AIM: Reproduce the entire listing word for word.

====== INPUT ROWS

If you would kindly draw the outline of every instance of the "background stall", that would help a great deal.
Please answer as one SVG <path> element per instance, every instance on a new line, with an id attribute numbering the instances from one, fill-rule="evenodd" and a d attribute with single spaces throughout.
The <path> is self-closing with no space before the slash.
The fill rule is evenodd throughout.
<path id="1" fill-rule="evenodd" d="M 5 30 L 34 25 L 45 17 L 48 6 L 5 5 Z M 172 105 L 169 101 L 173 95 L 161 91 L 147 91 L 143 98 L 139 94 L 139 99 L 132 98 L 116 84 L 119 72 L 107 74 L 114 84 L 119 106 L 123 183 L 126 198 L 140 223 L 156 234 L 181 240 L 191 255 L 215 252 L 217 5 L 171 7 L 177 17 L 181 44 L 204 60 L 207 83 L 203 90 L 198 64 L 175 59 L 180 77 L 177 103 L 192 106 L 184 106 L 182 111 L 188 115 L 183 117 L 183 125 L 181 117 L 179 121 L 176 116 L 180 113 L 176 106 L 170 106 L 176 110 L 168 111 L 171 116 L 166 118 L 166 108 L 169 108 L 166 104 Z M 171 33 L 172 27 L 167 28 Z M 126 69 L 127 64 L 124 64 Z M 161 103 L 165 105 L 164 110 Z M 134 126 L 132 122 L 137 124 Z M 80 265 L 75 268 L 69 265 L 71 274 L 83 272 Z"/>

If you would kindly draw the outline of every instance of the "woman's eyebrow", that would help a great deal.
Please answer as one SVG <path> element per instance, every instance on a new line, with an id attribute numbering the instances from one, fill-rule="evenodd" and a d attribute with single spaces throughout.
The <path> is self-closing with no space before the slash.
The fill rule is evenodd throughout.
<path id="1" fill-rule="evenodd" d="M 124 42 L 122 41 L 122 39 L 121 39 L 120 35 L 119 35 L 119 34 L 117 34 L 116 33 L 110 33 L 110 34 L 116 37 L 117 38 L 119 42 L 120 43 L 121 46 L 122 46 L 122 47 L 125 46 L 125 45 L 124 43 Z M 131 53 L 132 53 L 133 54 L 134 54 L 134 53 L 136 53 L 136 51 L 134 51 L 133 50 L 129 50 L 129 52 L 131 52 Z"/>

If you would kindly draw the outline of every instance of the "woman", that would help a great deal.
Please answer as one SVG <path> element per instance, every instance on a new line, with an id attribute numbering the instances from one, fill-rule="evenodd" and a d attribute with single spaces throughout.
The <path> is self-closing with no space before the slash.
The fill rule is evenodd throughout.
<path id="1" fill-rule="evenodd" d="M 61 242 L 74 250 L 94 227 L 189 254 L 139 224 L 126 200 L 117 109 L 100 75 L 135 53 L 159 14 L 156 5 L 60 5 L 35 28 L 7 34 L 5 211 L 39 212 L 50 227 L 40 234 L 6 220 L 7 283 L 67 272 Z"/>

============

FINAL RESULT:
If you would kindly draw the outline of every instance of the "background stall", that would help a great deal.
Please answer as one SVG <path> element per instance, every instance on a new line, with an id attribute numbering the instances from one, fill-rule="evenodd" and a d attribute with single spaces throughout.
The <path> is self-closing with no space before the slash.
The fill rule is evenodd throughout.
<path id="1" fill-rule="evenodd" d="M 5 30 L 34 25 L 45 17 L 48 6 L 5 5 Z M 172 105 L 169 101 L 173 95 L 161 91 L 147 91 L 143 98 L 139 94 L 139 99 L 132 98 L 116 84 L 119 72 L 107 74 L 114 84 L 119 106 L 123 183 L 126 198 L 140 223 L 156 234 L 181 240 L 191 255 L 215 252 L 217 5 L 171 7 L 177 17 L 181 44 L 204 60 L 207 83 L 203 90 L 198 64 L 175 59 L 180 77 L 177 103 L 192 106 L 184 106 L 182 111 L 188 115 L 183 117 L 183 125 L 181 117 L 179 121 L 176 116 L 180 113 L 176 106 L 170 106 L 176 110 L 168 111 L 171 116 L 166 118 L 166 108 L 169 108 L 166 104 Z M 171 33 L 172 27 L 167 28 Z M 126 69 L 127 64 L 124 64 Z M 161 103 L 165 105 L 164 110 Z M 134 126 L 132 122 L 137 124 Z M 80 265 L 75 268 L 69 265 L 71 274 L 83 272 Z"/>

If you would kindly draw the outline of every instance of the "woman's eyebrow", that would help a great deal.
Please answer as one SVG <path> element per instance, every instance on a new line, with an id attribute numbering the instances from one, fill-rule="evenodd" and a d attribute with single spaces throughout.
The <path> is self-closing with no space before the slash.
The fill rule is evenodd throughout.
<path id="1" fill-rule="evenodd" d="M 124 42 L 122 41 L 122 39 L 121 39 L 120 35 L 119 35 L 119 34 L 117 34 L 116 33 L 110 33 L 110 34 L 116 37 L 117 38 L 119 42 L 120 43 L 121 46 L 122 46 L 122 47 L 125 46 L 125 45 L 124 43 Z M 131 53 L 132 53 L 133 54 L 134 54 L 134 53 L 136 53 L 136 51 L 134 51 L 133 50 L 129 50 L 129 52 L 131 52 Z"/>

If you would kindly draw the outline of every instance of the "woman", that would help a great deal.
Please answer as one SVG <path> element per instance, every instance on a new line, with an id attribute numbering the instances from one, fill-rule="evenodd" and a d attribute with single spaces throughout.
The <path> is self-closing with no space before the slash.
The fill rule is evenodd throughout.
<path id="1" fill-rule="evenodd" d="M 61 242 L 74 250 L 94 227 L 189 254 L 139 224 L 126 200 L 117 109 L 100 75 L 135 53 L 159 14 L 156 5 L 60 5 L 35 28 L 7 34 L 5 211 L 39 212 L 50 227 L 40 234 L 6 220 L 7 283 L 67 272 Z"/>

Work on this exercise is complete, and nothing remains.